Ринсвинд оглянулся и посмотрел на обезьянолюдей. Один из них снова усердно кромсал на куски кошачий труп.
«Уверен? Они ведь почти как… волосатые попугаи».
«И-ик у-ук».
«Что ж… да. Ты прав». Напоследок Ринсвинд еще раз взглянул на стаю. Двое спорили из-за куска мяса. Обезьянка видит, обезьянка делает…
«Я рад, что именно ты это сказал», — добавил он. Библиотекарь выглядел довольным. «У-ук», — сказал он.
Дым — это прогресс. Но Ринсвинд не был полностью в этом уверен. Потому что горел в основном лес.
Глава 44. Экстел вокруг нас[131]
Если дым — это прогресс…, то за время своего существования человеческая раса достигла существенного прогресса. Как нам это удалось? Потому что у нас есть мозги и мы обладает интеллектом. Больше того, у нас есть разум. Однако интеллектом обладают и другие существа, особенно дельфины. Однако, на первый взгляд, все, на что они способны — это наслаждаться жизнью в море. Что же такое есть у нас, чего нет у них?

(Данные для указания на названные объекты)
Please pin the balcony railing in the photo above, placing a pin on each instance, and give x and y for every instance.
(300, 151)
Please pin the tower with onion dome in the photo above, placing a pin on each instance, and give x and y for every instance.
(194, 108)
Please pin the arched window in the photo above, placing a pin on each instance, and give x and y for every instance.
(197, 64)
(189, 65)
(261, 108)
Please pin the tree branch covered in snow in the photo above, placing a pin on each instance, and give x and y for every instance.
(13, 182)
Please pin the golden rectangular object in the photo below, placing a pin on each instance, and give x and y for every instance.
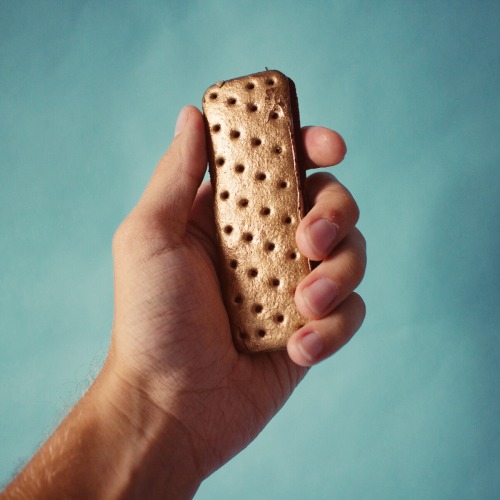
(253, 151)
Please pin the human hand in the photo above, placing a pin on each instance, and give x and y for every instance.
(175, 400)
(171, 337)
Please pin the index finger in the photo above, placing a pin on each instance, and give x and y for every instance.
(323, 147)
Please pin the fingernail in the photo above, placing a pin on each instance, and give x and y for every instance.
(321, 235)
(311, 346)
(319, 295)
(181, 121)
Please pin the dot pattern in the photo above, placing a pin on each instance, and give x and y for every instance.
(258, 206)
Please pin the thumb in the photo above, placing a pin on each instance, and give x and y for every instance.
(169, 196)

§ УСЛОВИЕ ЗАДАНИЯ
Воспроизведите дословно часть фрагмента текста, начиная со слов «Дым — это прогресс.» и заканчивая словами «чего нет у них?».

§ ПИСЬМЕННЫЙ ОТВЕТ
Дым — это прогресс. Но Ринсвинд не был полностью в этом уверен. Потому что горел в основном лес.
Глава 44. Экстел вокруг нас[131]
Если дым — это прогресс…, то за время своего существования человеческая раса достигла существенного прогресса. Как нам это удалось? Потому что у нас есть мозги и мы обладает интеллектом. Больше того, у нас есть разум. Однако интеллектом обладают и другие существа, особенно дельфины. Однако, на первый взгляд, все, на что они способны — это наслаждаться жизнью в море. Что же такое есть у нас, чего нет у них?